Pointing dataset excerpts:
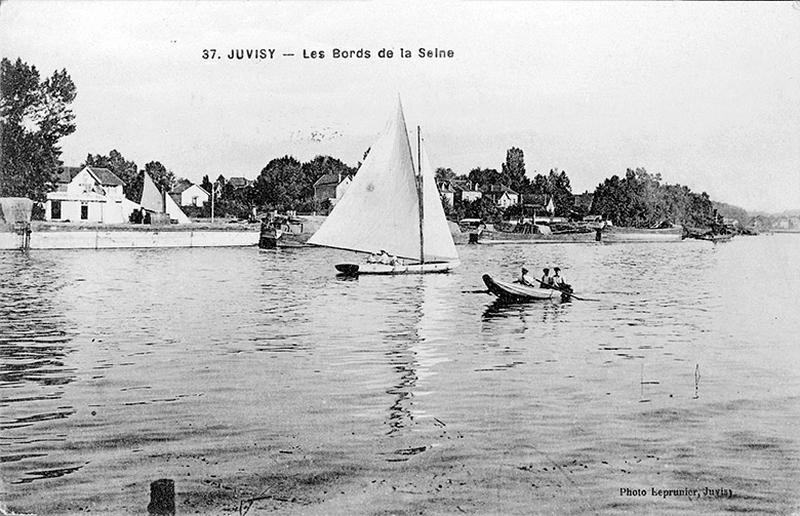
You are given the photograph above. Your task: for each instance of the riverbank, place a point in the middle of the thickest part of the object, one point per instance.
(50, 235)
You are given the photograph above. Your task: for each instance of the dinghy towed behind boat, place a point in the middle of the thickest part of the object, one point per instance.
(390, 207)
(507, 291)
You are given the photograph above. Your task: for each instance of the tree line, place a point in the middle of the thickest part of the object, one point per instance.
(35, 115)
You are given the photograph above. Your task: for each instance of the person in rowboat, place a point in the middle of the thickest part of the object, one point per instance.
(558, 281)
(525, 279)
(546, 281)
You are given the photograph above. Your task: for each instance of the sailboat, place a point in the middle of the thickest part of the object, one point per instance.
(391, 207)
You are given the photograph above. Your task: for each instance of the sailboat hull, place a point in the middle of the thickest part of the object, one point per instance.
(352, 269)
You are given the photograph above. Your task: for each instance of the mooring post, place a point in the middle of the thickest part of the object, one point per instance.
(162, 497)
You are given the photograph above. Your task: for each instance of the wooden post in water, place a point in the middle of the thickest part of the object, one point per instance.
(421, 199)
(162, 497)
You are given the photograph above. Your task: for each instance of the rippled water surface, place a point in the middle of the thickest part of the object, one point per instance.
(260, 382)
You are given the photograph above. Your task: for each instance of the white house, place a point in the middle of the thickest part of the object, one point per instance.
(189, 194)
(502, 195)
(447, 192)
(331, 187)
(89, 194)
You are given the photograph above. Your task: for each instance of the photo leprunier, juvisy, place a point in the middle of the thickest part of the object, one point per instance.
(399, 258)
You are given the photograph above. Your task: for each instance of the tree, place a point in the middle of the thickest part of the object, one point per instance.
(206, 185)
(127, 171)
(163, 178)
(640, 200)
(316, 168)
(484, 176)
(279, 184)
(513, 170)
(34, 116)
(444, 174)
(561, 191)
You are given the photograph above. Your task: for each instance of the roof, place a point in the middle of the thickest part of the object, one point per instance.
(537, 199)
(239, 182)
(183, 185)
(499, 189)
(67, 174)
(445, 186)
(330, 179)
(584, 200)
(105, 177)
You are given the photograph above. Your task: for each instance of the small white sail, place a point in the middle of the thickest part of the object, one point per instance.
(380, 209)
(151, 196)
(437, 239)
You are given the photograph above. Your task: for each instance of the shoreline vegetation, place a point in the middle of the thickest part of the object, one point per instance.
(35, 116)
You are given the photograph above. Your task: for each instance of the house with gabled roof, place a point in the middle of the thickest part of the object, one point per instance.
(187, 193)
(447, 192)
(465, 190)
(240, 182)
(501, 195)
(88, 194)
(331, 187)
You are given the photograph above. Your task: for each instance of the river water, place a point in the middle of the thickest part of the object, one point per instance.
(244, 373)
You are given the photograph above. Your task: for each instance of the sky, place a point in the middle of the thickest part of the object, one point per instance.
(706, 94)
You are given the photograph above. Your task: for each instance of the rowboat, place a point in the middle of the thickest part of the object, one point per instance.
(519, 292)
(392, 206)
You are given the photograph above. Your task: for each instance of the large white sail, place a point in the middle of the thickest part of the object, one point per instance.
(437, 239)
(380, 209)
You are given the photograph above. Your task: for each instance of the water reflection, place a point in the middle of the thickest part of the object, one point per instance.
(35, 341)
(542, 311)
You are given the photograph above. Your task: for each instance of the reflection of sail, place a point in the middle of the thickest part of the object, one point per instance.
(420, 349)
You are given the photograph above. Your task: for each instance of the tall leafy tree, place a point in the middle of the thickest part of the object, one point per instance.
(163, 178)
(444, 174)
(513, 170)
(484, 176)
(279, 184)
(312, 170)
(205, 184)
(34, 116)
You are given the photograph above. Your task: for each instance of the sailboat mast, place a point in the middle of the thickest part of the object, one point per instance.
(419, 195)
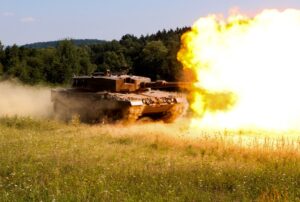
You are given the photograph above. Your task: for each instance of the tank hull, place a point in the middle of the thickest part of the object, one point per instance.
(94, 107)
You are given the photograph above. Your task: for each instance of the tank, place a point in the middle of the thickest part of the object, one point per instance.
(104, 97)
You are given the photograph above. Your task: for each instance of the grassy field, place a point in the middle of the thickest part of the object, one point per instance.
(43, 160)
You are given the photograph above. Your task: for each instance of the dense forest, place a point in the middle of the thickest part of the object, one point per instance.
(152, 55)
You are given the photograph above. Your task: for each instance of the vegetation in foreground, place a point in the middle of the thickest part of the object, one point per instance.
(49, 161)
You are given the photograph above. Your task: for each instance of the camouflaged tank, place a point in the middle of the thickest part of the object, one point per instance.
(109, 98)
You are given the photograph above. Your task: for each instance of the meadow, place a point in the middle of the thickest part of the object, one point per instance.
(45, 160)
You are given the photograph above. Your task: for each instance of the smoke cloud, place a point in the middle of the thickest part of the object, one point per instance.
(20, 100)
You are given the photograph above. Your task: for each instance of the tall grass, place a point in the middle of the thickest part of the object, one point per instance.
(42, 160)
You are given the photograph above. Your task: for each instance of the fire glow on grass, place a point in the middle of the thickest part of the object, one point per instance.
(248, 70)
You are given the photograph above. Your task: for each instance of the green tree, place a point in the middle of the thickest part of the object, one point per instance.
(152, 59)
(67, 61)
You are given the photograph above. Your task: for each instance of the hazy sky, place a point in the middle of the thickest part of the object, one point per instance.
(26, 21)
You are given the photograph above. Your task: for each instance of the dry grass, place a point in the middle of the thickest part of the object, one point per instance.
(45, 160)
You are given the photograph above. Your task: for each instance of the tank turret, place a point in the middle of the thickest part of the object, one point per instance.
(105, 97)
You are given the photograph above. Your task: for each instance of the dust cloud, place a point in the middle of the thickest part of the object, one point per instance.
(20, 100)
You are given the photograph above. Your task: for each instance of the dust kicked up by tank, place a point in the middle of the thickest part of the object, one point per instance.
(104, 97)
(253, 63)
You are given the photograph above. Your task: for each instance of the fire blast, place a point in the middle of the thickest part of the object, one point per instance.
(249, 69)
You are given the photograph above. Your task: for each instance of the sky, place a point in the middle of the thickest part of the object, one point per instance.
(28, 21)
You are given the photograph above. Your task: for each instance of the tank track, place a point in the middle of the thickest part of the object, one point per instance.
(132, 114)
(173, 113)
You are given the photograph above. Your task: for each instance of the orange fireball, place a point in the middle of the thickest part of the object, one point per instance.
(248, 70)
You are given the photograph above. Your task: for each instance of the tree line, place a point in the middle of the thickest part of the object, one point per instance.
(153, 56)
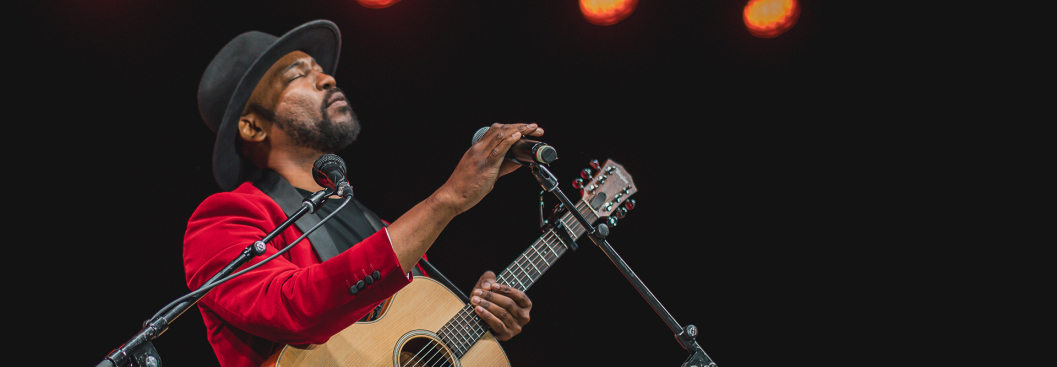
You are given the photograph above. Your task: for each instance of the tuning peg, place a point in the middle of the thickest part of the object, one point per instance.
(630, 204)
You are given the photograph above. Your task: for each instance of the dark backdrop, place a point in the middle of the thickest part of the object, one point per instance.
(745, 151)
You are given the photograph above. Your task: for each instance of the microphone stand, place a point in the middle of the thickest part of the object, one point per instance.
(686, 335)
(140, 352)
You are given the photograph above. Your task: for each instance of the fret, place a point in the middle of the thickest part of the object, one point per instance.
(461, 332)
(541, 256)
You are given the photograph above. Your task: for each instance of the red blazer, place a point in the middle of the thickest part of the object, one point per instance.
(295, 298)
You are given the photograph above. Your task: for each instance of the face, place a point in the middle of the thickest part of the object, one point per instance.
(306, 104)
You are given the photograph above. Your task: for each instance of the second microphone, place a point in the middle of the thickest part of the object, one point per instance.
(524, 150)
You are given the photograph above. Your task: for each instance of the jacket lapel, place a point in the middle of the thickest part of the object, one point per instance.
(288, 198)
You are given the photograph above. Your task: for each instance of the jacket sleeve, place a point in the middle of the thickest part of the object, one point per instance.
(293, 298)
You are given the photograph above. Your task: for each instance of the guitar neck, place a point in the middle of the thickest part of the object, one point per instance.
(466, 328)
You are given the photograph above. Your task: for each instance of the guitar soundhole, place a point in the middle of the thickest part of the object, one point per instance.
(424, 350)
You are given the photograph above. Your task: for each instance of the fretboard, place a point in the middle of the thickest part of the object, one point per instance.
(463, 330)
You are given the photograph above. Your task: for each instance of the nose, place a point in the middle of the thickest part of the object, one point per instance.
(325, 81)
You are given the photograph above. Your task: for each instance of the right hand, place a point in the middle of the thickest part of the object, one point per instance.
(483, 164)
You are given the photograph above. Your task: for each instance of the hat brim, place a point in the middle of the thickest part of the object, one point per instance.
(321, 40)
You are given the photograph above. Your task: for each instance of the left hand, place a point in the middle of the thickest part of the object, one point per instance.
(504, 308)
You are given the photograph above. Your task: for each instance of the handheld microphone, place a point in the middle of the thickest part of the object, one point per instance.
(329, 172)
(524, 150)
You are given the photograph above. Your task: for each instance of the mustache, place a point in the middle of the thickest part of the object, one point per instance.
(330, 93)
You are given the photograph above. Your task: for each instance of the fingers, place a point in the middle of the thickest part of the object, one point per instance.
(503, 308)
(501, 136)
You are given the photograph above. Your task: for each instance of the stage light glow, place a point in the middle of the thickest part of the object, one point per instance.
(376, 3)
(770, 18)
(607, 12)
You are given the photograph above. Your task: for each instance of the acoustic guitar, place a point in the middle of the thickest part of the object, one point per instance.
(427, 325)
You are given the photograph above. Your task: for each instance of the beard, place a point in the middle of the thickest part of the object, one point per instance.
(326, 134)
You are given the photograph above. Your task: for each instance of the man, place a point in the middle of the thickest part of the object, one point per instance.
(275, 109)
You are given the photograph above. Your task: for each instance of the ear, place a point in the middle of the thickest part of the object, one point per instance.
(253, 128)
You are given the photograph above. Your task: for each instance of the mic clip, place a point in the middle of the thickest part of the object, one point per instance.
(316, 200)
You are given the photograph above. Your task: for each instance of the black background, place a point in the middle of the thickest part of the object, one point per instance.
(747, 153)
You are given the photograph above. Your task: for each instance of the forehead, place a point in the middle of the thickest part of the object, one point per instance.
(293, 60)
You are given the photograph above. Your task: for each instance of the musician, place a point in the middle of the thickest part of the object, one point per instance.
(275, 109)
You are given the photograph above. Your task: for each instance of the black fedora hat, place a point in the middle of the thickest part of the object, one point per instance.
(233, 75)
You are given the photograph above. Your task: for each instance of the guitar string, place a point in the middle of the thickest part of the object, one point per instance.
(434, 350)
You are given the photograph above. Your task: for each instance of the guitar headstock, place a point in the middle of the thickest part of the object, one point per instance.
(606, 187)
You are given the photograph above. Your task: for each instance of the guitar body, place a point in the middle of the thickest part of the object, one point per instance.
(426, 325)
(419, 310)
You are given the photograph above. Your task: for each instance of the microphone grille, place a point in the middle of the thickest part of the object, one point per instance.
(325, 164)
(477, 135)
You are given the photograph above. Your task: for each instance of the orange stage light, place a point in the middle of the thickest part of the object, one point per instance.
(607, 12)
(770, 18)
(376, 3)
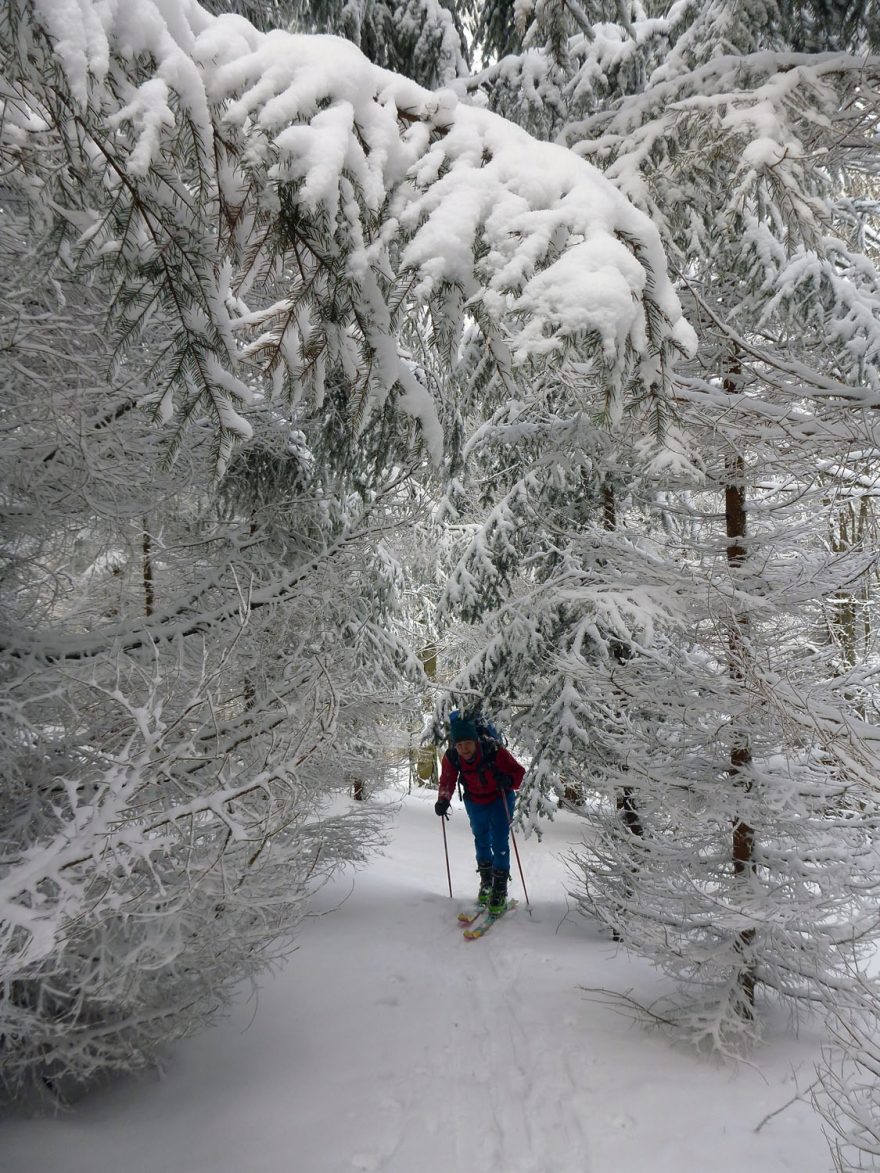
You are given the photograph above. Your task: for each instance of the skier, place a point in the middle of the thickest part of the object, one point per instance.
(489, 775)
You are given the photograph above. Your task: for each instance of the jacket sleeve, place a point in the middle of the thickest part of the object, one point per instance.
(448, 777)
(506, 764)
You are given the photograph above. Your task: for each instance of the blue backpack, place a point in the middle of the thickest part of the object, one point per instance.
(491, 740)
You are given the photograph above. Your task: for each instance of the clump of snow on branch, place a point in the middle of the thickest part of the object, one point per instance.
(350, 198)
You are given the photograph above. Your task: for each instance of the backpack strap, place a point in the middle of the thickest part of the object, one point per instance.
(488, 751)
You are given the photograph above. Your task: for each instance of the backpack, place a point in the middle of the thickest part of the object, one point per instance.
(489, 740)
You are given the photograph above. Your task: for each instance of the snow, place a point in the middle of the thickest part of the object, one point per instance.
(388, 1044)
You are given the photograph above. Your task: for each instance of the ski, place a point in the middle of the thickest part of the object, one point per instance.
(473, 914)
(473, 931)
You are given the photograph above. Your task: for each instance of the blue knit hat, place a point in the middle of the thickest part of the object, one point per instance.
(461, 730)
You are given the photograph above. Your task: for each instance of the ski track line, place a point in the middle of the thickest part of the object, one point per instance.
(545, 1132)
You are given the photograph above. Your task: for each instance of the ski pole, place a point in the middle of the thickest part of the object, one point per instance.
(516, 849)
(446, 853)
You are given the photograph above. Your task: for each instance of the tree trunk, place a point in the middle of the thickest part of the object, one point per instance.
(149, 592)
(740, 754)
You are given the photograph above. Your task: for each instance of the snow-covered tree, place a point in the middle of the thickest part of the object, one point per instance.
(670, 628)
(270, 246)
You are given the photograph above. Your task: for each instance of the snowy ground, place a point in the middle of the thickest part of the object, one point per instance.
(391, 1044)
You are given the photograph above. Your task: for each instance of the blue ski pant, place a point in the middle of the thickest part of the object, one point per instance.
(491, 825)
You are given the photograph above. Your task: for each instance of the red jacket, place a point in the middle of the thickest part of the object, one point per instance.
(482, 781)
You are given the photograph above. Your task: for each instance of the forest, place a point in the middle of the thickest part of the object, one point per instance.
(366, 360)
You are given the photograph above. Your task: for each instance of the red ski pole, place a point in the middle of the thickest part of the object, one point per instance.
(516, 849)
(446, 853)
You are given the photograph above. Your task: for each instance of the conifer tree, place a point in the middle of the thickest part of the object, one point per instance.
(681, 659)
(200, 589)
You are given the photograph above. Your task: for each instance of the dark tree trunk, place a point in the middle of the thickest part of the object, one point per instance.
(740, 754)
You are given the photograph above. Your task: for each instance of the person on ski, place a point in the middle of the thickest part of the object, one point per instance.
(489, 778)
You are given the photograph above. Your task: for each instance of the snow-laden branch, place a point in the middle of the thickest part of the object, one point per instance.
(286, 177)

PROBLEM TO WORK ON
Copy out the lines of the items without any change, starting at the line that contains "the tree trunk, place" and ending at the line that contains "(391, 1044)", with both of those lines included.

CORRECT RESPONSE
You are given the photograph above. Your task: for each instance of the tree trunk, place a point in the middle of the thickest part of the object, one point per instance.
(149, 592)
(740, 754)
You are given the photograph above. Your task: for each instance of the snow-covered tree, place a point in the middle of the thickest part of the object, one point per instance.
(670, 628)
(270, 246)
You are given the photograph above. Your task: for each instance of the snowy ground, place a point in the middle of the thickest part of the object, one point per instance.
(391, 1044)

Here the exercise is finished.